REQUIRED TASK - Write out the material below again, unchanged.

SUPPLIED RECORDS -
---*---
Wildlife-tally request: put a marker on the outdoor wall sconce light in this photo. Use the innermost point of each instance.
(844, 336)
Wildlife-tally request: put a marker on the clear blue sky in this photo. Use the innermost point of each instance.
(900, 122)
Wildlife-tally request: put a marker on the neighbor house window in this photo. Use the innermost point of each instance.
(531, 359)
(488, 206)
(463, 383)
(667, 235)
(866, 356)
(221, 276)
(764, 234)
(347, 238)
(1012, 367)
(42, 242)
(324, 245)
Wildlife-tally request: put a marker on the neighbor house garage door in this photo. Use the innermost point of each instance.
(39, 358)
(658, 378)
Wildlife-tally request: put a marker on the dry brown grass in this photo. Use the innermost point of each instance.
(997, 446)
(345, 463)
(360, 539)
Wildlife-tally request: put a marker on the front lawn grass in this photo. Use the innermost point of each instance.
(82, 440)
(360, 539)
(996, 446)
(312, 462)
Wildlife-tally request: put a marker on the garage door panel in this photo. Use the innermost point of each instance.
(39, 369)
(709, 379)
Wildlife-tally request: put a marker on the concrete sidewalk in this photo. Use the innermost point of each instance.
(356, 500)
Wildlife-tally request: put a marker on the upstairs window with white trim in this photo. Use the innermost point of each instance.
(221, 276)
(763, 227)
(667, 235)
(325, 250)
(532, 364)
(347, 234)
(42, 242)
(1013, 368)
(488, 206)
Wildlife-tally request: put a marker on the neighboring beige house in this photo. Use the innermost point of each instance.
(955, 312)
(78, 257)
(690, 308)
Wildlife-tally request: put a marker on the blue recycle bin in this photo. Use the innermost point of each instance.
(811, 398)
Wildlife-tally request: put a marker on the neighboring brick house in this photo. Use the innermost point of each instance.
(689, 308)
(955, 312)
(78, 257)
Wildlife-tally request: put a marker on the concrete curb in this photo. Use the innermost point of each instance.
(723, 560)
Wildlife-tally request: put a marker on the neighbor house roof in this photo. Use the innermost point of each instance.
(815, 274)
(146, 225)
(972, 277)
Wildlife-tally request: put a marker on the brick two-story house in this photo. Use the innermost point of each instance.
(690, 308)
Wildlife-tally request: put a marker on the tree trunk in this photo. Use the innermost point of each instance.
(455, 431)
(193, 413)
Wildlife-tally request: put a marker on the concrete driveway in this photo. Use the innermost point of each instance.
---*---
WRITTEN SOLUTION -
Wildlife-tally request: put a marker on the outdoor wall sconce light in this photo. Use the innermost point of each instance.
(844, 336)
Wildlife-tally request: put a marker on the clear blue sky in this photo. Use the innermost point of each instance.
(900, 122)
Wildlife-tally request: put a marker on the neighbor house window in this photo. Use the innermost point of each instance.
(531, 359)
(488, 206)
(463, 383)
(667, 235)
(866, 356)
(221, 276)
(764, 234)
(347, 238)
(1012, 367)
(42, 242)
(324, 245)
Wildlife-tally request: put a marker on the neighbor house garage door in this photo. Use the innermost point of each instance.
(39, 358)
(658, 378)
Wildlife-tally request: put a marker on the dry brown grass in this photo. Use the innermost point of each instance.
(997, 446)
(345, 463)
(360, 539)
Wildlife-tally request: put a marker on the front lawn grass in this photo. Use the innermost point of each instance.
(82, 440)
(360, 539)
(996, 446)
(312, 462)
Wildlife-tally request: put a marker on the garage door panel in this photo. Use the innermost point of each instance.
(39, 369)
(709, 379)
Wildlife-tally request: put a marker on the concrete sidewalk in this photo. Use the innermost point of each instance.
(356, 500)
Wildlife-tally request: put a marker on the upstairs window with white trim in this photo. Use the innermost point of each instance.
(221, 276)
(763, 227)
(667, 235)
(325, 250)
(532, 364)
(347, 234)
(42, 242)
(1013, 368)
(488, 206)
Wildlife-tally request: put a marker on the neighboring beige house in this photo. Use the innermost point of each instance.
(955, 312)
(78, 257)
(690, 308)
Wildlife-tally request: put a marker on the blue recycle bin in this photo. Use the innermost point of each instance.
(811, 398)
Wildlife-tally request: put a marker on the neighboring brick house in this photo. Use the innermost point of each instance.
(689, 308)
(955, 312)
(78, 257)
Wildlife-tally request: put a marker on the concrete curb in this photo. Use the innermost point of each instance.
(723, 560)
Wildlife-tally request: put a marker on the neighbor house roof in this photo. Use the innermost point of each instance.
(815, 274)
(146, 225)
(972, 277)
Wildlife-tally request: put a marker on the brick two-story house in this photo. Use the innermost point of each instance.
(690, 308)
Wildlife-tally request: put a marker on the tree trunk in this photo. Use the innermost point of each instance.
(455, 431)
(193, 413)
Wildlife-tally request: put a marker on the concrete driveway in this photo. Use the innermost point of each instance.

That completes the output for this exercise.